GIVEN REQUEST: How many lines in the items below contain the word "white"? Reply with the number alone.

THE DATA:
-- begin --

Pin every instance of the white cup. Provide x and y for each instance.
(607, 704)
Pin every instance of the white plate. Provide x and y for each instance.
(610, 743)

-- end --
-- begin --

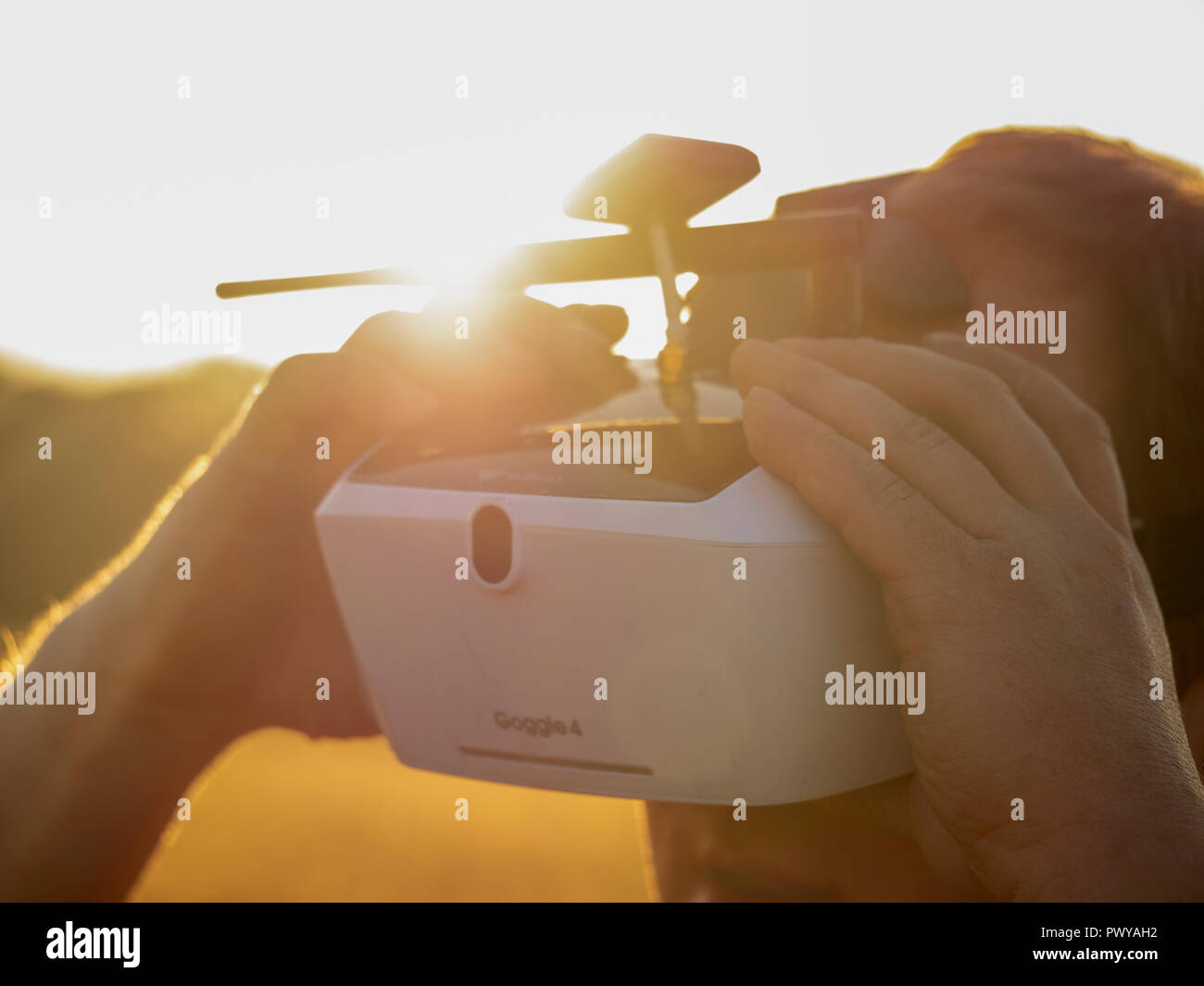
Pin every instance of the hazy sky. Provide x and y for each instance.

-- end --

PROBLEM SOLUTION: 2